Required action:
I'd like the entries repeated exactly, pictures omitted.

Supplied material:
=-=-=

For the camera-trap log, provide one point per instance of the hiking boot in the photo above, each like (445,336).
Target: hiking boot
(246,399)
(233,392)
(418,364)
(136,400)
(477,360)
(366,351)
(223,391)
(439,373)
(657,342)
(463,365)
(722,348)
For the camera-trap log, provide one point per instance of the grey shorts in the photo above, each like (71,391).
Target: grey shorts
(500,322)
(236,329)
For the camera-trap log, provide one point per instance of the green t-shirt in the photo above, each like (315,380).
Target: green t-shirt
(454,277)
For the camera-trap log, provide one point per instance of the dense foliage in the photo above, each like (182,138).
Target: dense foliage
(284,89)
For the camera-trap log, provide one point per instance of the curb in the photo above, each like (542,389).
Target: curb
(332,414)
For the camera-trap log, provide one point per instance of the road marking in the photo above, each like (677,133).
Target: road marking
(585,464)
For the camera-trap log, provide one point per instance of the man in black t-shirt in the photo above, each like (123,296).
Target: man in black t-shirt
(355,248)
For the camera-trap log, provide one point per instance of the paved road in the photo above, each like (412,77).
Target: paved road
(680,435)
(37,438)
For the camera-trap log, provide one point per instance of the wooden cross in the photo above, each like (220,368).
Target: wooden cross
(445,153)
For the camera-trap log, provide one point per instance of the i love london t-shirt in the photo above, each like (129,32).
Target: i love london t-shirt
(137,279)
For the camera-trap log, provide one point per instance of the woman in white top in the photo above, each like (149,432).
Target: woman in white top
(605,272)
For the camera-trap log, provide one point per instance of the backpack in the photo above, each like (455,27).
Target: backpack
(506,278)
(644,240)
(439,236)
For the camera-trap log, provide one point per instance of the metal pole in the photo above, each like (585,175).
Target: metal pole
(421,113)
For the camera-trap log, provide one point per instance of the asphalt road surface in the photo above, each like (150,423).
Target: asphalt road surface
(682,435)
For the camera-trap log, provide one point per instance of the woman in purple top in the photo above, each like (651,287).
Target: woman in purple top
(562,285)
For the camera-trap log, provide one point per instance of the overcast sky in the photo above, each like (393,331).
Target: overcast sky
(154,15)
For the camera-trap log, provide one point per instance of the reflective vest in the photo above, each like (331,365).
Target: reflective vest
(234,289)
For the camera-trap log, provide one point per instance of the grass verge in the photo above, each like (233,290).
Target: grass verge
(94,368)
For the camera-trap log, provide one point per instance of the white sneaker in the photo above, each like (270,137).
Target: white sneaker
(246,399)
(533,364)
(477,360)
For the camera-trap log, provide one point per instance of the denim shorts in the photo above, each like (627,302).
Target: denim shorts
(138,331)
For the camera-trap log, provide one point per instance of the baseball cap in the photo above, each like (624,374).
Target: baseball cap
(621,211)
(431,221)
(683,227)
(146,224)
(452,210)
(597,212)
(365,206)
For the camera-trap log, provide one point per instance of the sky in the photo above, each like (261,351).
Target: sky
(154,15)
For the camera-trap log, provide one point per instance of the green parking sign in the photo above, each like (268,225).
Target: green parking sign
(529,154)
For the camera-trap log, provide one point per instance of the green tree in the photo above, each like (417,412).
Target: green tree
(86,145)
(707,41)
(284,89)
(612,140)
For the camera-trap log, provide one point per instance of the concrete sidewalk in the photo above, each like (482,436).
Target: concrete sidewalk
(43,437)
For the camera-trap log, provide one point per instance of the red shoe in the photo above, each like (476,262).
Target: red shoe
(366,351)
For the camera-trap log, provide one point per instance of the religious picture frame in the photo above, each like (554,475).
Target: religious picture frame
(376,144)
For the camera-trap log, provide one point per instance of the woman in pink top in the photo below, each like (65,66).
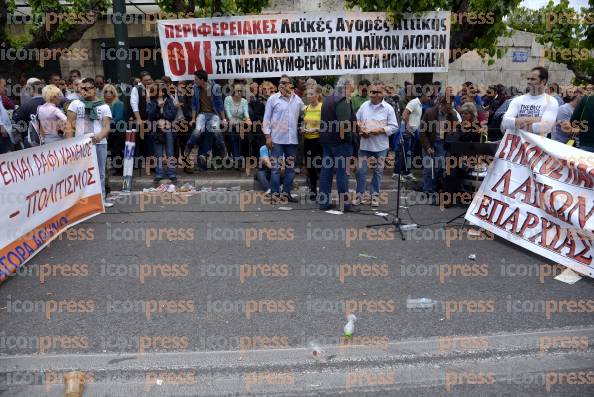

=-=-=

Your response:
For the camera-trap log, provide one point per instance of the hiking boot in the photo above, each like (445,336).
Target: hiking boot
(246,399)
(233,392)
(418,364)
(136,400)
(477,360)
(366,351)
(223,391)
(439,373)
(657,342)
(463,365)
(722,348)
For the camera-trap log, provide one point per instance of the grey shorts in the photo above, each like (71,391).
Target: grey shorts
(500,322)
(236,329)
For the camera-trap log, provide one point per instance of the green t-shirt in the photo above, each like (315,380).
Target: green t-shirt
(454,277)
For the camera-trap log, provide one point per instance of the dense foliage in the photo above, each like (182,138).
Target: dense foliage
(284,89)
For the camera-trap log, provide one point per instance of the curb in the photo above, each like (542,389).
Target: curb
(332,414)
For the camera-trap log, provide one point per instance of the road marking in the photo above, each like (677,133).
Target: road marking
(585,464)
For the camera-trap log, provide one point per instance of the man in black t-shirt in the photo above, each like (123,296).
Target: man in black t-shirt
(355,248)
For the camera-trap log, provide one point per instance of the paved road in the photo above, each like (412,77).
Target: paved road
(680,435)
(37,438)
For the camera-trap log, provide one point per instance of the wooden cross in the photo above, each like (220,368).
Target: wooden cross
(445,153)
For the camera-trap log, provide one point per instance of the i love london t-shirt in the photo above, each like (129,32).
Target: i love london t-shirt
(137,279)
For the camera-trap log, provide one point per instance of the woman in white top in the photo above, each like (149,432).
Target: woman in white top
(605,272)
For the camera-trap log, provide one point per instance of the backpack in the photo above, each like (455,27).
Target: backpack
(506,278)
(644,240)
(439,236)
For the camera-trap log, provide one point per instance of the metal pole in the photo above, each like (585,175).
Target: metal pole
(421,113)
For the camera-trap log, provide one point per instance of the asphalt road surface in the photo above, each like (150,423).
Target: asphalt road surface
(682,435)
For the camera-trap log, provide one point per instance of the woman in purple top in the photo above, each like (651,287).
Target: woman in purple top
(562,285)
For the camera-trap log, provide one point per instance of the overcast sky in the photo above, each like (393,331).
Target: overcast sky
(154,15)
For the camera-trap log, provide one point per instance of the reflective vest in the photo above, each like (331,365).
Target: reflective vest
(234,289)
For the camera-trap log, provide one point per instance of the grass verge in the photo above, each like (233,290).
Target: grass verge
(94,368)
For the camera-trap log, provide one point per instance of the white sneaker in the photo above, each like (270,137).
Target: white sneaker
(246,399)
(533,364)
(477,360)
For the camera-trap log, provide one point per instance of the denim shorts in the photo above, each like (627,302).
Target: denim shorts
(138,331)
For the camera-trap log, provide one point per instance of the baseball cap in the photo above, each like (624,374).
Target: baseball cap
(621,211)
(431,221)
(683,227)
(146,224)
(452,210)
(597,212)
(365,206)
For the camera-trap log, provide one point per instance of the sky in the photo above, each like (261,351).
Target: sky
(154,15)
For the camera-trap log, provide one point per instance of the green parking sign in the photo above, each like (268,225).
Target: green parking sign
(529,154)
For the camera-trap log, provide one point per instance of the green tree in the photo above, each like (417,412).
Target: green tree
(86,145)
(707,41)
(284,89)
(612,140)
For the camera-trap log, provide one point per instance of the concrete sidewalk in the photo above, each like (482,436).
Target: concrete sidewalk
(43,437)
For the camera-trap log, provide one point per instance of the red shoe in the photo above, each like (476,262).
Target: red shoe
(366,351)
For the camera-trap log, provide one point per instance of the religious picture frame in the photo above, each like (554,475).
Target: religious picture frame
(376,144)
For the camera-trap log, provide one point per instance of the woman in pink top in the photo below, each like (65,66).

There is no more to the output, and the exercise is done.